* EXERCISE AIM:
Copy word for word each line from the one that has "rock in water and record integer pixel coordinates." to the last line of the records, with no other lines.

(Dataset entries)
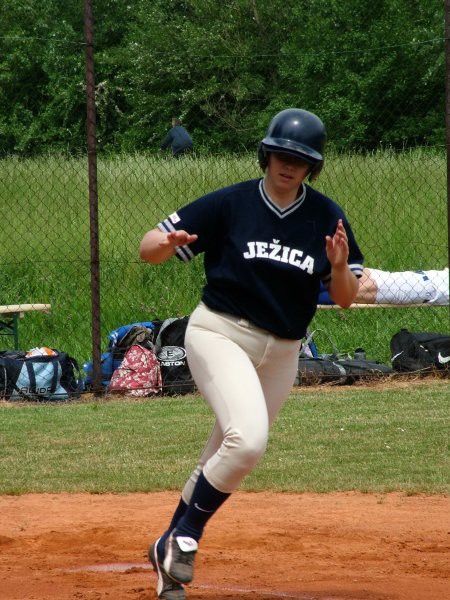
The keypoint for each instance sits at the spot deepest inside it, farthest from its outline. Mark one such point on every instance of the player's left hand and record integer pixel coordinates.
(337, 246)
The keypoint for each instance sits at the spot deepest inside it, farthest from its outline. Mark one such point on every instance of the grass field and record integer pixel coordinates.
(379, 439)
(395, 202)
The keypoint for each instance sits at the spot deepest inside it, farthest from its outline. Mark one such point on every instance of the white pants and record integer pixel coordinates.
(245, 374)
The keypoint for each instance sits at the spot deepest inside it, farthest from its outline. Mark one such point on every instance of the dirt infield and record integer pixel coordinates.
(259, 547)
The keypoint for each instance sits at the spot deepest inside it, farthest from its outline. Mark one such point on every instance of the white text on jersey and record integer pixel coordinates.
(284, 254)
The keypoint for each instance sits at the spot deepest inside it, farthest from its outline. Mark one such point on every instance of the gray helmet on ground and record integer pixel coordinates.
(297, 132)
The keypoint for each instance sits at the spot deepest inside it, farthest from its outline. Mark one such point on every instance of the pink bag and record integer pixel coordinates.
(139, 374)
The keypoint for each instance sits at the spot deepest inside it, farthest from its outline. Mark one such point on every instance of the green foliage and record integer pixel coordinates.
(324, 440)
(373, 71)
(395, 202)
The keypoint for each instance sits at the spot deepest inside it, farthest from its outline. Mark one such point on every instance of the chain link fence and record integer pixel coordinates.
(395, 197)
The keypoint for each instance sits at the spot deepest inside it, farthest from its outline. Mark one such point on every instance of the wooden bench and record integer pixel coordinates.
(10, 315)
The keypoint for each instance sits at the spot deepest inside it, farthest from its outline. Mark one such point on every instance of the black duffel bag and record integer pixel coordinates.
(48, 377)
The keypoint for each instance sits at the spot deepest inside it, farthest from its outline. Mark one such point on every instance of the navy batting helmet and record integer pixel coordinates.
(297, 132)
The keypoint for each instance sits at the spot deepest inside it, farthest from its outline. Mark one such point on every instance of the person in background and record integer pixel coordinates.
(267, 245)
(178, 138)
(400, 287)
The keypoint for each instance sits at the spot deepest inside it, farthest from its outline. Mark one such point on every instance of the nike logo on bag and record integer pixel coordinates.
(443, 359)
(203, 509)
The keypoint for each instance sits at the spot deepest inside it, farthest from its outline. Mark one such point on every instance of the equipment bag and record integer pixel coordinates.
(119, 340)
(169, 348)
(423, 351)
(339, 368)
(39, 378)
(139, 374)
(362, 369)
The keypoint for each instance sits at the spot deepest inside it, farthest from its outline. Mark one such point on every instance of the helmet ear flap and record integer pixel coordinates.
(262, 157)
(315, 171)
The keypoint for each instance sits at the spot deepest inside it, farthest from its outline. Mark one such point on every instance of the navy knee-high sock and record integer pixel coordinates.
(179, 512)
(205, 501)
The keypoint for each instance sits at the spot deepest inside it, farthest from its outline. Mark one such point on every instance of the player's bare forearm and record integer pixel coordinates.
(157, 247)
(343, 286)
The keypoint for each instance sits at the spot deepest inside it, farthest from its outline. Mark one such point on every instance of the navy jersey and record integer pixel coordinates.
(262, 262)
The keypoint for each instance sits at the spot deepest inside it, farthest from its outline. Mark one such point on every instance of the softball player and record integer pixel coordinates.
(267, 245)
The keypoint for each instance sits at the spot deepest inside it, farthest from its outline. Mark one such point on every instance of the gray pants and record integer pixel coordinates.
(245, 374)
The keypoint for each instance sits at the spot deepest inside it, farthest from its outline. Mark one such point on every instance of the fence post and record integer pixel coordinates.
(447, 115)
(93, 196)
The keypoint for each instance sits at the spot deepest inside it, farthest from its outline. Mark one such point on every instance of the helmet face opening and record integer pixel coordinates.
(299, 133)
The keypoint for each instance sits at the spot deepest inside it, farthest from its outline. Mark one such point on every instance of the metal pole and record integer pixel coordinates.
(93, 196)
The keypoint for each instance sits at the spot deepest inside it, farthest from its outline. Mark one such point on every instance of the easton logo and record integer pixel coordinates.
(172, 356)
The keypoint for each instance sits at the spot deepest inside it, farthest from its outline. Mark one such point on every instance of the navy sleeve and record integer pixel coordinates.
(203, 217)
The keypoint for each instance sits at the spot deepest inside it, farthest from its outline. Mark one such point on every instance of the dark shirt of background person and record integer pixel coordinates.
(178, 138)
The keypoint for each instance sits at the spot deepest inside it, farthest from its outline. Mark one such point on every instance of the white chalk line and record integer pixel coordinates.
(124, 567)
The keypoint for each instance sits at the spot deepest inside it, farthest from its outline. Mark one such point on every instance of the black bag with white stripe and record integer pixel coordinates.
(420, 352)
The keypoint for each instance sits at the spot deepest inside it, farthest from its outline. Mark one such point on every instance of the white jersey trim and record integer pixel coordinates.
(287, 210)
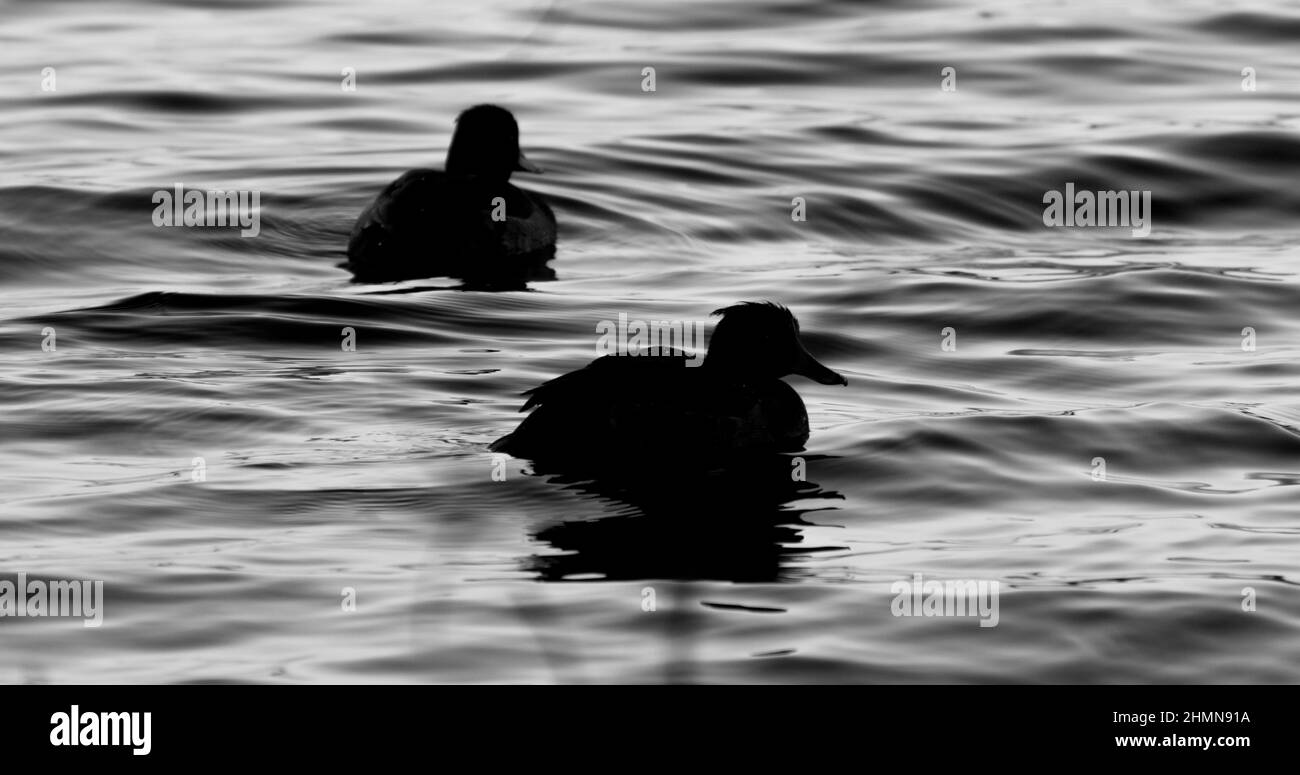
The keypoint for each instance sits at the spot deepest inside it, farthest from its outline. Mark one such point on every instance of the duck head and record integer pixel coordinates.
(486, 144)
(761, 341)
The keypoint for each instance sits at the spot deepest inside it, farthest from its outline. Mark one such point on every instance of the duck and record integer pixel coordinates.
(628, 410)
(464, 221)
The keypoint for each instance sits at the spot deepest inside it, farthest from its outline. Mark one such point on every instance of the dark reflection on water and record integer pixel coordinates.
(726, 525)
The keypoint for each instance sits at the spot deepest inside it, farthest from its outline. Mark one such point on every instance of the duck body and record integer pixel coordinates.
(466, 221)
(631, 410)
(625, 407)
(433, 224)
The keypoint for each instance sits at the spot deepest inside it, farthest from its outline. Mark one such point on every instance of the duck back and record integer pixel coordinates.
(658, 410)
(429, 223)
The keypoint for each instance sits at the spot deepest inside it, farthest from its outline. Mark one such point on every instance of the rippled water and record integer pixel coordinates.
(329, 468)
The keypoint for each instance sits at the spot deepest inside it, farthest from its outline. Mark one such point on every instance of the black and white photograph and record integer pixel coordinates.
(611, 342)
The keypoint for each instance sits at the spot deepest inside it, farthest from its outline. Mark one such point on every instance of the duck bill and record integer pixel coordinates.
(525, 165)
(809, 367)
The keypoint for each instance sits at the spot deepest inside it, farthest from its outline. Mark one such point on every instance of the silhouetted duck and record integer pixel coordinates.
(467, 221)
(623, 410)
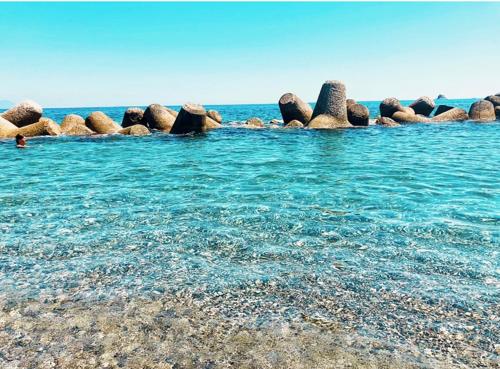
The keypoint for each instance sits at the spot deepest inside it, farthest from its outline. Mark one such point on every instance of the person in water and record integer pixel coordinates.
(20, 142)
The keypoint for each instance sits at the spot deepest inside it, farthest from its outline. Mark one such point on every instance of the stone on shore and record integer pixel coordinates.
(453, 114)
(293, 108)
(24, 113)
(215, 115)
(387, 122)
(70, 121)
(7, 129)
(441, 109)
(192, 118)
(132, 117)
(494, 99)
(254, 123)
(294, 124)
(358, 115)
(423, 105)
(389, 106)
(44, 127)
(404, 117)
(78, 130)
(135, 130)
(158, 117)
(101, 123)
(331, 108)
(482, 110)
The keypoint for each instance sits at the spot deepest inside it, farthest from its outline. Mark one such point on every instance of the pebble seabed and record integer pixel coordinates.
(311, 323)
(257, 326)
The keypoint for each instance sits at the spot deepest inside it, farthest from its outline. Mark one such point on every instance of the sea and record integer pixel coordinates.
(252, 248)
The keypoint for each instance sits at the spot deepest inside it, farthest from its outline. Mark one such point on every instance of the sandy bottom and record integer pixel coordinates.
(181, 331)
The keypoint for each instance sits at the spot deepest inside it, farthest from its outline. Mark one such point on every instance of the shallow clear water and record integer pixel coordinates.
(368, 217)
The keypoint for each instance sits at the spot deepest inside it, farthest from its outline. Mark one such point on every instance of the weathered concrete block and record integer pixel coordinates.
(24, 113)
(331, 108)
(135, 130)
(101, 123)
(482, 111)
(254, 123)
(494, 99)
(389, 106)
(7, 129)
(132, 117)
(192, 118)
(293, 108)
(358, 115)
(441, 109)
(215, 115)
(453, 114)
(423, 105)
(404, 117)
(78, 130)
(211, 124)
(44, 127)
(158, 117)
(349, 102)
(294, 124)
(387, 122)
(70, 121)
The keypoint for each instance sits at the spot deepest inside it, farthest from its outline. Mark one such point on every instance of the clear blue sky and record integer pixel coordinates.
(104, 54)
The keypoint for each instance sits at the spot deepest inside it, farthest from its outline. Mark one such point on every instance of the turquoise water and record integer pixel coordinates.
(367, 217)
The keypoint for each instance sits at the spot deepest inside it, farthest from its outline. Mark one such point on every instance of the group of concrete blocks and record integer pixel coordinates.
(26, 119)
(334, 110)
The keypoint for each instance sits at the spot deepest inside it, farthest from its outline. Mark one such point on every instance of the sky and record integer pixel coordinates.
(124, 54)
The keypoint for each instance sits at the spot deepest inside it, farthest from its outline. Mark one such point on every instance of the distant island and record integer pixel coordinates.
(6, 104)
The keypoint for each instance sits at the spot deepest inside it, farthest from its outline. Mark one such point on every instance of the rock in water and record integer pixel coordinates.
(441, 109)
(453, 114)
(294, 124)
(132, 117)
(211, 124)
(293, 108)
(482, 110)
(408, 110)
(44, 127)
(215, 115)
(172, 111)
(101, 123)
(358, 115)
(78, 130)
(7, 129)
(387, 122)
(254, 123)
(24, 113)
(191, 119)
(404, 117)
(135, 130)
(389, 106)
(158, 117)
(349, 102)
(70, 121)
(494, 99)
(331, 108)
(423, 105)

* WRITTEN RESPONSE:
The keypoint for each instance sits at the spot deepest inside it, farthest from its outline. Mark one such point on every instance of the rock in water and record integer pixel coordinates.
(441, 109)
(453, 114)
(294, 124)
(132, 117)
(211, 124)
(293, 108)
(482, 110)
(408, 110)
(44, 127)
(215, 115)
(172, 111)
(101, 123)
(358, 115)
(78, 130)
(7, 129)
(387, 122)
(254, 123)
(24, 113)
(191, 119)
(404, 117)
(135, 130)
(389, 106)
(158, 117)
(349, 102)
(70, 121)
(494, 99)
(331, 108)
(423, 105)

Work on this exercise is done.